## About this exercise
Word for word, set down every line of the entries below from the line with "Practice step: locate the black glove" to the line with "Practice step: locate the white cloud", including both, and no other line.

*** Opening of Data to use ***

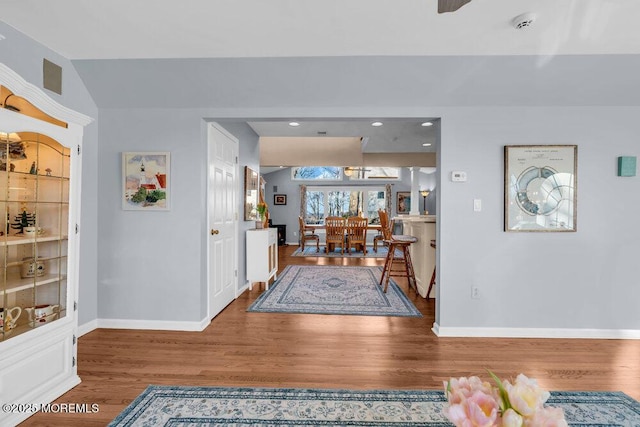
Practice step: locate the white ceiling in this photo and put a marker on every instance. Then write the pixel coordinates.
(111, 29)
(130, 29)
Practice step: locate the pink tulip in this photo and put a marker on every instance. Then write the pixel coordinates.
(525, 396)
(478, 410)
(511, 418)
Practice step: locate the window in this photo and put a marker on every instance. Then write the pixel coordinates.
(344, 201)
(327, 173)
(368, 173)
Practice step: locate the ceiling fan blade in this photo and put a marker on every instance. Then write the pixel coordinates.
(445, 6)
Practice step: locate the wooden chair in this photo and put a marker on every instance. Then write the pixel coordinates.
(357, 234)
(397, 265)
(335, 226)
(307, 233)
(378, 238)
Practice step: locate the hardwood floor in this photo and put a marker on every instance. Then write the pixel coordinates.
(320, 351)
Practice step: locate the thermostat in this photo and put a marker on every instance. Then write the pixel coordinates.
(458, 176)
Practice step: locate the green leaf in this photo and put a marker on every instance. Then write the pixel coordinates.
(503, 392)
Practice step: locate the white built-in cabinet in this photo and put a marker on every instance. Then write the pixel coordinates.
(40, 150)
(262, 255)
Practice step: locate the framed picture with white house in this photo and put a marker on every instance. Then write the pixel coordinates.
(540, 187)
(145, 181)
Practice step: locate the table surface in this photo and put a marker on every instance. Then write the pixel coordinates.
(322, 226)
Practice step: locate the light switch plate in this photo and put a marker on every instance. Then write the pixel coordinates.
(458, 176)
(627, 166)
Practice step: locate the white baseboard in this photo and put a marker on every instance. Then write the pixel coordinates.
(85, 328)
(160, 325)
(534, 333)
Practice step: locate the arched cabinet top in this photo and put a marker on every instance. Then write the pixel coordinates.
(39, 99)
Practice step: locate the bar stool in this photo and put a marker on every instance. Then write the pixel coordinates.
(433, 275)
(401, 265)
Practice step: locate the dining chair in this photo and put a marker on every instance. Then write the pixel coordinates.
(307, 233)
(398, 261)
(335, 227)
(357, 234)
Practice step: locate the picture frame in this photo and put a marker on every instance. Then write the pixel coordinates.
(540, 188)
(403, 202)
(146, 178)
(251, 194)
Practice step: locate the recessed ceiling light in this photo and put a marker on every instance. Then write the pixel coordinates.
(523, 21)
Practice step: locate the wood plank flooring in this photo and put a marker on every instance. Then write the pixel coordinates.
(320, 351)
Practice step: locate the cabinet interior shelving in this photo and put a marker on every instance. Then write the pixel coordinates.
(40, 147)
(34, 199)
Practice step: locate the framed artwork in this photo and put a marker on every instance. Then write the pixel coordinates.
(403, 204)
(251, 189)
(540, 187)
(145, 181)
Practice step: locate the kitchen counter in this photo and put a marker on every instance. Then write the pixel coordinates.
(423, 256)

*** Close of Data to use ***
*** Opening of Data to use ***

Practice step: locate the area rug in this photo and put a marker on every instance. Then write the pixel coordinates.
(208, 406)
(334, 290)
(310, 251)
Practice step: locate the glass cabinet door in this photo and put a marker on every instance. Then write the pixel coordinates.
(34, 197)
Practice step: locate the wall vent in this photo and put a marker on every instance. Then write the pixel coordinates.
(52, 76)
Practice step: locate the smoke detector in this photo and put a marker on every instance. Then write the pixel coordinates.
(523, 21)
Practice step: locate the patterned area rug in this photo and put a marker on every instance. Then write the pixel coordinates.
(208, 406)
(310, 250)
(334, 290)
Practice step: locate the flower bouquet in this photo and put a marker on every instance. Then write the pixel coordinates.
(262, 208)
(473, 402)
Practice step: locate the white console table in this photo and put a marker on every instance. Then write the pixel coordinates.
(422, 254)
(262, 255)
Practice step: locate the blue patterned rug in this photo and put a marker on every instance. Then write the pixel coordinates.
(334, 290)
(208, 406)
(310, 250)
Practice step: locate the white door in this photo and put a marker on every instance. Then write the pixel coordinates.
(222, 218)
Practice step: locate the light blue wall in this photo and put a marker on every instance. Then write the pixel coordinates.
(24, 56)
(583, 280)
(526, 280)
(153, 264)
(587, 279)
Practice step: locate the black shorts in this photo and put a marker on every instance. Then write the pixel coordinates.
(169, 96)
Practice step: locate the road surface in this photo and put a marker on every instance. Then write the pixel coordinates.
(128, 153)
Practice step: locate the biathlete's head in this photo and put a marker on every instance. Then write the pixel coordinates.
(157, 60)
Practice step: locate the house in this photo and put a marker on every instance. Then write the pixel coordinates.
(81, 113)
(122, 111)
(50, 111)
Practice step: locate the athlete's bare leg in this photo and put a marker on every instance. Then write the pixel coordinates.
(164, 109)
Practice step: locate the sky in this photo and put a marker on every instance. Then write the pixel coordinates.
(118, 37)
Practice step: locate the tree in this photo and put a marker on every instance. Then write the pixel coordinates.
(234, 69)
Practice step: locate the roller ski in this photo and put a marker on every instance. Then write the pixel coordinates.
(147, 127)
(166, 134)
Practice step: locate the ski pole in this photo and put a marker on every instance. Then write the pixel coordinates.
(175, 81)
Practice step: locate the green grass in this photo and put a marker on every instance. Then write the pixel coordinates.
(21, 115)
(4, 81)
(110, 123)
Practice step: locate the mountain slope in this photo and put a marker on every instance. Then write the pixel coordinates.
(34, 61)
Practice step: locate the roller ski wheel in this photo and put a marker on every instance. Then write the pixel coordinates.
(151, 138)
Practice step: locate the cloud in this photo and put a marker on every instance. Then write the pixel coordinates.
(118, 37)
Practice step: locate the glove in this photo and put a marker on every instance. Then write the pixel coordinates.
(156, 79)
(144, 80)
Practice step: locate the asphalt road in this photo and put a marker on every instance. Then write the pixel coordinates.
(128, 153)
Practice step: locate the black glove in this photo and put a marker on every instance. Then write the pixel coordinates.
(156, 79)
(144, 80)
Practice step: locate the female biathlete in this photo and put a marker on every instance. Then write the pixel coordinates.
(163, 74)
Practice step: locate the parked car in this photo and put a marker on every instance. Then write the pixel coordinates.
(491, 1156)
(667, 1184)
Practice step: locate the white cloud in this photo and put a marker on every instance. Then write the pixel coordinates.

*** Close of Data to use ***

## Finished exercise
Practice step: locate the black glove in this photo and put a marker on every instance. Then write the pixel coordinates.
(156, 79)
(144, 80)
Practice step: locate the female biathlete in this photo and put a marker on every instance. Then write the pixel coordinates.
(163, 74)
Practice step: locate the parked car in this photo and put a marker on every instance. Then write the pixel coordinates.
(491, 1156)
(667, 1184)
Practice step: locate the white cloud in this photo and put a marker on every instance. Then write the pixel coordinates.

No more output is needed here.